◆ Text passage
>>>

While it’s unclear how far the IRS will go in enforcing 501(r), the recent ruling shows the agency won’t hesitate to revoke the tax-exempt status of hospitals that fail to meet basic requirements of the rule.
“When they issued the final regulations, they basically said your exempt status can be revoked if the noncompliance with the rules is more than minor and inadvertent,” says Laura Kalick, tax consulting director for BDO Consulting’s healthcare and nonprofit and education practices.
And by minor, the IRS truly means minor, she adds. Examples provided in the rule included circumstances such as documents being temporarily unavailable due to a website being down, or if a sign in an emergency room advising people about financial assistance fell down. Other infractions may be more than minor but still not willful — for example, if issues are identified in an audit and the hospital corrects them and discloses the action on their Form 990 nonprofit tax return.

<<<

Natural-language object grounding data
>>>

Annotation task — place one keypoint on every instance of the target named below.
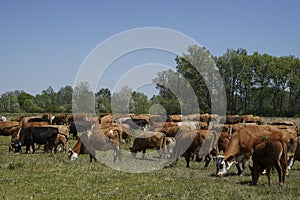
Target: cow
(250, 119)
(170, 146)
(106, 118)
(2, 119)
(10, 128)
(190, 143)
(97, 139)
(62, 137)
(149, 140)
(241, 146)
(60, 119)
(39, 135)
(136, 124)
(269, 154)
(175, 118)
(232, 119)
(172, 131)
(223, 141)
(79, 127)
(296, 156)
(7, 127)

<<<

◆ Activity list
**a)** According to the passage on hospital tax-exempt status, what position does Laura Kalick hold?
**b)** Update the passage on hospital tax-exempt status from "While it’s unclear" up to and including "and education practices.", replacing "the agency" with "the tax authority".
**c)** Go on with the passage on hospital tax-exempt status from where it stops.

◆ Results for the exercise
**a)** She is tax consulting director for BDO Consulting's healthcare and nonprofit and education practices.

**b)**
While it’s unclear how far the IRS will go in enforcing 501(r), the recent ruling shows the tax authority won’t hesitate to revoke the tax-exempt status of hospitals that fail to meet basic requirements of the rule.
“When they issued the final regulations, they basically said your exempt status can be revoked if the noncompliance with the rules is more than minor and inadvertent,” says Laura Kalick, tax consulting director for BDO Consulting’s healthcare and nonprofit and education practices.

**c)**
The role of a CHNA
Prior to 501(r), there was Revenue Ruling 69-545, which established a community benefit standard. That required nonprofit hospitals to have an open medical staff, have a board that drew broadly from the community and to treat emergency room patients regardless of their ability to pay or type of insurance.
CHNA requires hospitals to take that a step further and actually assess the community’s health needs, come up with an implementation plan to meet those needs and then post that on their website for the public to see.
This is something of a paradigm shift for hospitals, which have historically been in the business of treating people only when they’re sick and crossing the hospital’s threshold. Now there is a federal initiative pushing hospitals to look outside their doors and be more engaged in community health activities.
“Certainly if you’re really going to be heavily committed to community health and you’re doing a very detailed community health needs assessment . . . the investment becomes much greater in terms of actually translating the needs assessment into action through an implementation plan, and then really making the investments to address health disparity, deal with certain population health issues, trying to reduce diabetes, obesity — that is a very expensive undertaking for hospitals,” Young says. “I think many hospital managers would argue they don’t have the resources to undertake that.”
And while there have been changes in public and private payment policies to support some of those activities, most hospitals still get paid to treat people when they’re sick, not to engage in population health activities, he adds.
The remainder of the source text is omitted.